**AIM OF THE TASK:**
Wherever a line in the data below holds "umbrella", copy that line.

----- RECORDS FOR THIS EXERCISE

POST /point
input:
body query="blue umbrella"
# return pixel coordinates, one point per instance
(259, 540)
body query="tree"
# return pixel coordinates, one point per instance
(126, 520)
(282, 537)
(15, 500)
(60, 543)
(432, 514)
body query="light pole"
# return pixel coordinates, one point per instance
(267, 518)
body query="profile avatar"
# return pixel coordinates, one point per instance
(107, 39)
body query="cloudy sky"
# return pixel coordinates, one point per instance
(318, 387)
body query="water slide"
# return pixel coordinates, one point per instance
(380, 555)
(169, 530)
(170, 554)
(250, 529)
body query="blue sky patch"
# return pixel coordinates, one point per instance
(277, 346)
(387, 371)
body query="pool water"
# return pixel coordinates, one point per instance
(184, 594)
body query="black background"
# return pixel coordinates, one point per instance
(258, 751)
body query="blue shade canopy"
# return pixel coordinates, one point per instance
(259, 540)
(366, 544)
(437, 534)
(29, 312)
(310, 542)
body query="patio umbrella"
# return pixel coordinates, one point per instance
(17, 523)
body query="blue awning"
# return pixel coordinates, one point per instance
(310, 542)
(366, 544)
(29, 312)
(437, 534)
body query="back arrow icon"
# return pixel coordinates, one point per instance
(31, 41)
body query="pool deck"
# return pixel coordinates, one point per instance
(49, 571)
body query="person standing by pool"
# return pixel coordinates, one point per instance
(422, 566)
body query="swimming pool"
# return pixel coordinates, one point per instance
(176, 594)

----------
----- RECORDS FOR THIS EXERCISE

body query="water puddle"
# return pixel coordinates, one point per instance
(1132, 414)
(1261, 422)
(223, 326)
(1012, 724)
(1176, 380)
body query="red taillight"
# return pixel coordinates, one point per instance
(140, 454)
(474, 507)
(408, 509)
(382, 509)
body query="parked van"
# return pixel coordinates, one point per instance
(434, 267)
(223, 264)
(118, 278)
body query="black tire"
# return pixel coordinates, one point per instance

----------

**ANSWER AREA:**
body query="blue umbrella"
body query="patio umbrella"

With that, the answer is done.